- What to work on:
A complete answer lists every line of the material where the string "white" occurs.

(Beginning of Dataset extract)

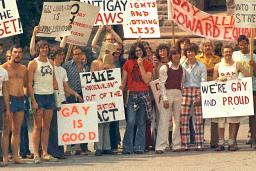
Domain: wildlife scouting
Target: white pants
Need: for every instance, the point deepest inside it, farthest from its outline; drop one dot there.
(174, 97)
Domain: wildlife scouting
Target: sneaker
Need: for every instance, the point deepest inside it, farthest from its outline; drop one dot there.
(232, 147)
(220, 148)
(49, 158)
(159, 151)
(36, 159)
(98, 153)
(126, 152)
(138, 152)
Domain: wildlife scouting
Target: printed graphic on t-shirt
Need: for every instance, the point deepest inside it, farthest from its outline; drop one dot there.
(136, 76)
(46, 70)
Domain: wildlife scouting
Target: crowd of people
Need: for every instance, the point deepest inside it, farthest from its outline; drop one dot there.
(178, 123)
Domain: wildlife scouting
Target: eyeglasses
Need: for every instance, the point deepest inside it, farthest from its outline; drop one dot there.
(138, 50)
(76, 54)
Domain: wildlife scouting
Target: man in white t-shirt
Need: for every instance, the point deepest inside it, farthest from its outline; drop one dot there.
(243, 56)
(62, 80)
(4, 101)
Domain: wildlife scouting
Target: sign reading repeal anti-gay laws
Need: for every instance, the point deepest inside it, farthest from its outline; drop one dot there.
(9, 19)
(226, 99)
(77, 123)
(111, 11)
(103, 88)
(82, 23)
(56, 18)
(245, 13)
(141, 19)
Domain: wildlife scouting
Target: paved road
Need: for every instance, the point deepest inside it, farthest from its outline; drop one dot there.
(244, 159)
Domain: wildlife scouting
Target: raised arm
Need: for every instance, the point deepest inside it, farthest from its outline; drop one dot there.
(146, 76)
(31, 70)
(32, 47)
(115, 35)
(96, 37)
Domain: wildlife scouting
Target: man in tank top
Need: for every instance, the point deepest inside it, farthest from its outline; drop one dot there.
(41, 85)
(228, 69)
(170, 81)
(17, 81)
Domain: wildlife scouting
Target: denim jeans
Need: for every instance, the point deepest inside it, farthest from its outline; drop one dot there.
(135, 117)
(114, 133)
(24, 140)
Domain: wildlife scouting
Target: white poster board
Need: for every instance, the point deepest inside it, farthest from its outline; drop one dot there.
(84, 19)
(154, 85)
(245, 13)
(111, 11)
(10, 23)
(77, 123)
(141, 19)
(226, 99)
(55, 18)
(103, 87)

(End of Dataset extract)

- Task answer:
Target: white pants
Target: man in white t-shirt
Target: white poster board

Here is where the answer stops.